読解用の抜粋:
==========

Example 2: 逐次設計 vs ランダムサンプリング
同じ評価回数でも、戦略の違いで最適化性能が大きく変わることを示します。
import numpy as np
import matplotlib.pyplot as plt
# ===================================
# Example 2: 逐次設計戦略のデモンストレーション
# ===================================
def simple_objective(x):
"""1次元テスト関数(解析解あり)"""
return -(x - 3)**2 * np.sin(5 * x) + 2
class SequentialDesigner:
"""逐次設計による最適化"""
def __init__(self, objective_func, bounds, n_initial=3):
self.objective = objective_func
self.bounds = bounds
self.X_observed = []
self.Y_observed = []
# 初期点(Latin Hypercube Sampling)
np.random.seed(42)
for _ in range(n_initial):
x = np.random.uniform(bounds[0], bounds[1])
y = objective_func(x)
self.X_observed.append(x)
self.Y_observed.append(y)
def select_next_point(self):
"""次の評価点を選択(簡易版: 探索と活用のバランス)"""
# 候補点を生成
candidates = np.linspace(self.bounds[0], self.bounds[1], 100)
# 既観測点からの距離(探索)

==========

データセット:
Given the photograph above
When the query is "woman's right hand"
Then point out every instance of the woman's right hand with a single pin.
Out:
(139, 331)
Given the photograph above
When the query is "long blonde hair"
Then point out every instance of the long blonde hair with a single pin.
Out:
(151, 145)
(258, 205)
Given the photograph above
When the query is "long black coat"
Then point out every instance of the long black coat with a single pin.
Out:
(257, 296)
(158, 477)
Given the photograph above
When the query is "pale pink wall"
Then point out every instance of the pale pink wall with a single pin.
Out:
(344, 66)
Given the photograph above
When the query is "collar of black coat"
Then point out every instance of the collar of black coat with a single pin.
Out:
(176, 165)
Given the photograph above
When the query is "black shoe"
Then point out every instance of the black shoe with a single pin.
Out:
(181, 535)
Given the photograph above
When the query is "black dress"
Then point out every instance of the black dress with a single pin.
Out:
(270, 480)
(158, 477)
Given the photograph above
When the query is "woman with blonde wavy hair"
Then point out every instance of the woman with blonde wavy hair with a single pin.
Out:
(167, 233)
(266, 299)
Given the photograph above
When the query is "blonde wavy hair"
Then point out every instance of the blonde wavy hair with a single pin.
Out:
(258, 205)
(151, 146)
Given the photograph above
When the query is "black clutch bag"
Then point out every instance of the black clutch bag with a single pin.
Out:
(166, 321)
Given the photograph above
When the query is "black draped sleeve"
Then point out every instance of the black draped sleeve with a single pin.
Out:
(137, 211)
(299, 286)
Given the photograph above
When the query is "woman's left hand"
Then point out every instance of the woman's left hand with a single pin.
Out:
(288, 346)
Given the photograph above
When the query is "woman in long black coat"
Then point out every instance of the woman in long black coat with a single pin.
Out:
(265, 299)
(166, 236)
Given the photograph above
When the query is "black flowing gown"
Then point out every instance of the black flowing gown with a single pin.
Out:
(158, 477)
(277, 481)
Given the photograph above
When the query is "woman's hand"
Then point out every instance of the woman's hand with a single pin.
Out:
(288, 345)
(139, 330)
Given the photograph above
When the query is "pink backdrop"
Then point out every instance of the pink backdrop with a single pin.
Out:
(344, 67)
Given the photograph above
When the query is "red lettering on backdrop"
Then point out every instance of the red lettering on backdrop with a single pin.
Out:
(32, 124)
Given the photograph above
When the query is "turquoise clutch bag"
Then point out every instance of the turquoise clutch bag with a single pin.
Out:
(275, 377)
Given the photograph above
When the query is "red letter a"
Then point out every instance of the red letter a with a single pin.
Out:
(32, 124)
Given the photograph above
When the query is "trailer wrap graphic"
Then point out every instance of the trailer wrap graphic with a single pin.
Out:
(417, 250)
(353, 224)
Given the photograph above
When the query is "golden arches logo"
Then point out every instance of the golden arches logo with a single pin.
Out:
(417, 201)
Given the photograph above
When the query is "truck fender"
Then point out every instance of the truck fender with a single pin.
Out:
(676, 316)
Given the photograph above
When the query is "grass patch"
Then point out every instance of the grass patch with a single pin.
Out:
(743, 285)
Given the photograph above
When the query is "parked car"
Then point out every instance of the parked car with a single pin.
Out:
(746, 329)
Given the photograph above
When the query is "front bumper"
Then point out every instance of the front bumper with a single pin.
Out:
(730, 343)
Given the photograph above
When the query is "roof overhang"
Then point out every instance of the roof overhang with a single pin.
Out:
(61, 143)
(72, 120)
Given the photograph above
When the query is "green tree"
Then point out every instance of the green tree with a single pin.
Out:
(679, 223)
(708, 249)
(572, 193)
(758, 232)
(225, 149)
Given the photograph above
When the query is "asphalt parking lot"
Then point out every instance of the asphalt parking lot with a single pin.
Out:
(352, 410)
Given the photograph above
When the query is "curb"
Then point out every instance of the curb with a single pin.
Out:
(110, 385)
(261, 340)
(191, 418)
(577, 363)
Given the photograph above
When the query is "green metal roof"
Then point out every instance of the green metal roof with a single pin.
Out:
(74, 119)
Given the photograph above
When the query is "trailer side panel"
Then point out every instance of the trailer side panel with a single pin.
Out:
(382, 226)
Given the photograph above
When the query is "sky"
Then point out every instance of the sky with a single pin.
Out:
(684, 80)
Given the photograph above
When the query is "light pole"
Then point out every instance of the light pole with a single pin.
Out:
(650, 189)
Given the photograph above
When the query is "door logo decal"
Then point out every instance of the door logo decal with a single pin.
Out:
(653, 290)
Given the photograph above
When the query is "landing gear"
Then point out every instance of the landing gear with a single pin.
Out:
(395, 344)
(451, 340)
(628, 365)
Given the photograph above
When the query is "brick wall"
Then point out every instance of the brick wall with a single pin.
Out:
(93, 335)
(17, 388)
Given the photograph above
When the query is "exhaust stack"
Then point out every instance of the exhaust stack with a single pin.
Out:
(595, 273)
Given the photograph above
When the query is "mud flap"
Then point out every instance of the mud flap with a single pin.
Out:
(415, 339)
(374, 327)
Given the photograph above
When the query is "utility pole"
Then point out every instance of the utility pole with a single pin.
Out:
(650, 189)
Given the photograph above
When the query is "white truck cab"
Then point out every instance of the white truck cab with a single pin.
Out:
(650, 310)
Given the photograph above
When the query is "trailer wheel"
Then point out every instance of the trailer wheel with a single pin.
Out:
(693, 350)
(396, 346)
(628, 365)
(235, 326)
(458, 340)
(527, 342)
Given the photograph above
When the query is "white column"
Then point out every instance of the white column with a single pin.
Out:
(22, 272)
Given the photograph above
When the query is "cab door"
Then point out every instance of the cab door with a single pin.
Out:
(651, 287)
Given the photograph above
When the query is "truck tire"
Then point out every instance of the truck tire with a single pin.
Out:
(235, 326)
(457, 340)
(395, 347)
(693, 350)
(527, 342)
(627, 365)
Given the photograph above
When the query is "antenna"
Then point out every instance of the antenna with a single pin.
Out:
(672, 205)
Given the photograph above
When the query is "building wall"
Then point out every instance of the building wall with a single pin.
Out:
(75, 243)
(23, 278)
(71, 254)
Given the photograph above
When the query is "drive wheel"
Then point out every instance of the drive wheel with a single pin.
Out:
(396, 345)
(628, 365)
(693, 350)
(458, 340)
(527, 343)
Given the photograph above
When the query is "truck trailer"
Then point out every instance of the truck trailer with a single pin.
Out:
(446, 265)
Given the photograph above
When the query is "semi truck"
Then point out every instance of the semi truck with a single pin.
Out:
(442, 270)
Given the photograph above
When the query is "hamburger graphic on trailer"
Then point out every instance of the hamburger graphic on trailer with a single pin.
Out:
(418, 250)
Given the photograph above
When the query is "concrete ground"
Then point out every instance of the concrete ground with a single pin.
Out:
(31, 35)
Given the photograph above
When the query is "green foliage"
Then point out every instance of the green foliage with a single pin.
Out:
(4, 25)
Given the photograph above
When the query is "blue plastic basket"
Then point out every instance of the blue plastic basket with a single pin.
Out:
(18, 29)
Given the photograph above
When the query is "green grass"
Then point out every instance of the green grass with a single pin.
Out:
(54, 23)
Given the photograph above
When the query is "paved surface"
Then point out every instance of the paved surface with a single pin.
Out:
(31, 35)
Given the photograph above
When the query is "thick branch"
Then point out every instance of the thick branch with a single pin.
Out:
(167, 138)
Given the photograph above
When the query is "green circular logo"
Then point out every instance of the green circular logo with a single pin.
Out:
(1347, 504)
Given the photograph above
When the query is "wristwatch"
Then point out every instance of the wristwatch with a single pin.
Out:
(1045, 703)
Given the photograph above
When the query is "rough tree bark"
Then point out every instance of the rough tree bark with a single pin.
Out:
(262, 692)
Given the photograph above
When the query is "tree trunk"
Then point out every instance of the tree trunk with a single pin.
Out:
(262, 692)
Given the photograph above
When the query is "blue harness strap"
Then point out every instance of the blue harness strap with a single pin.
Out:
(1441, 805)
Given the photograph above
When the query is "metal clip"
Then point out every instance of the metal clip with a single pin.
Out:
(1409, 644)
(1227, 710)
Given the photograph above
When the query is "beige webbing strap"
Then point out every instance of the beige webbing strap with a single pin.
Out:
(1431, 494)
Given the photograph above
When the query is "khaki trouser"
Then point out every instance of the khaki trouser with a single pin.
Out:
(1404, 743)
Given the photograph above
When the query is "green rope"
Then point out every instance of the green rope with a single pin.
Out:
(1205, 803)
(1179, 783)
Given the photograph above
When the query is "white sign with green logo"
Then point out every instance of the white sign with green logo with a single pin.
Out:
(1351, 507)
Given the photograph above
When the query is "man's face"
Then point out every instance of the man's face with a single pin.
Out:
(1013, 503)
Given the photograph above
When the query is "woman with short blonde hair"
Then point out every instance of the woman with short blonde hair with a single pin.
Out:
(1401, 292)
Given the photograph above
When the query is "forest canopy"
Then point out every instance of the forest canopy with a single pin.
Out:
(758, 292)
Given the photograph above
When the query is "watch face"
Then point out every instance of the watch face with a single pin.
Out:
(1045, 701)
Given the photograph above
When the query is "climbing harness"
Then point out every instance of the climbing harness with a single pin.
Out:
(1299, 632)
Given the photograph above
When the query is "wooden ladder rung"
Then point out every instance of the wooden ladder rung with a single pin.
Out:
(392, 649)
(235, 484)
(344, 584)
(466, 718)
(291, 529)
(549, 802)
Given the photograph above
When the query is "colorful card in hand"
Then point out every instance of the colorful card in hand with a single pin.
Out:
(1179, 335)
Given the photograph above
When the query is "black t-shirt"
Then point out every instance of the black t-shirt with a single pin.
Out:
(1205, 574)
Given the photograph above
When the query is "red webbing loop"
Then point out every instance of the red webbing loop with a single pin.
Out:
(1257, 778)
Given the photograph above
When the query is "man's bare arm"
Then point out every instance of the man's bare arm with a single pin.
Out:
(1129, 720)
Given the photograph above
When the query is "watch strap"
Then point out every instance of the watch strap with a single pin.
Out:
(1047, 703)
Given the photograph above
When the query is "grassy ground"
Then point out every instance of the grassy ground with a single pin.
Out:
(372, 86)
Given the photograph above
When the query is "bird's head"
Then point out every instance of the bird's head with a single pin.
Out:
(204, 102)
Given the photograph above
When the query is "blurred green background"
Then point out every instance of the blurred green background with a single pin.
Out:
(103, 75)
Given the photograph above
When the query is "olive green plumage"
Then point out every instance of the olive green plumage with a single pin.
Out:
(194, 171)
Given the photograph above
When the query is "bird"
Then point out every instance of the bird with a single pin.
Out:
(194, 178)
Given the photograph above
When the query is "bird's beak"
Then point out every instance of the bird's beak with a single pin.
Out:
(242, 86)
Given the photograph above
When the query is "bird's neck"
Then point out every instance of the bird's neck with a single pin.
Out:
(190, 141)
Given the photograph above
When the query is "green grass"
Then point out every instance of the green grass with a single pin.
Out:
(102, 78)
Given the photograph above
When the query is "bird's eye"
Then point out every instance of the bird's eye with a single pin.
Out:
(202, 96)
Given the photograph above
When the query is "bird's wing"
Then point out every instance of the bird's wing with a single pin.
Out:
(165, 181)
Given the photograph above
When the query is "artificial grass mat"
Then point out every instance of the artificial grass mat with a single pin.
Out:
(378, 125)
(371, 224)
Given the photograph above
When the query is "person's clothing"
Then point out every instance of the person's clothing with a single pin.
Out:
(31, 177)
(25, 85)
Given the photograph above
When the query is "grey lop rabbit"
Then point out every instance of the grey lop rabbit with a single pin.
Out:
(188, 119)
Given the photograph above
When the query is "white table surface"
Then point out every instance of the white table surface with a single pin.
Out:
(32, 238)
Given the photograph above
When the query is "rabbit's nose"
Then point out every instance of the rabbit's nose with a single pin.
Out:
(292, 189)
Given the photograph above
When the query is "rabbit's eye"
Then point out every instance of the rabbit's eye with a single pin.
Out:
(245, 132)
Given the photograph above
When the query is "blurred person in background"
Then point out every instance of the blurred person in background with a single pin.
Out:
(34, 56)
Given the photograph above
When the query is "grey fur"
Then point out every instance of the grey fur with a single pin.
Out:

==========

課題の指示: 逐次設計の抜粋を、最後に示された行の後から書き継いで仕上げてください。 データは、逐次設計の抜粋とは別個の資料です。

演習の結果:
min_distances = []
for c in candidates:
distances = [abs(c - x) for x in self.X_observed]
min_distances.append(min(distances))
# 現在の最良値からの期待改善(活用)
best_y = max(self.Y_observed)
improvements = [max(0, self.objective(c) - best_y) for c in candidates]
# スコア計算(探索60% + 活用40%)
scores = 0.6 * np.array(min_distances) + 0.4 * np.array(improvements)
return candidates[np.argmax(scores)]
def optimize(self, n_iterations=10):
"""最適化実行"""
for i in range(n_iterations):
x_next = self.select_next_point()
y_next = self.objective(x_next)
self.X_observed.append(x_next)
self.Y_observed.append(y_next)
current_best = max(self.Y_observed)
print(f"Iteration {i+1}: x={x_next:.2f}, y={y_next:.3f}, best={current_best:.3f}")
return self.X_observed, self.Y_observed
# 比較実験
bounds = [0, 5]
n_total = 13 # 初期3点 + 追加10点
# 1. 逐次設計
print("=== Sequential Design ===")
seq_designer = SequentialDesigner(simple_objective, bounds, n_initial=3)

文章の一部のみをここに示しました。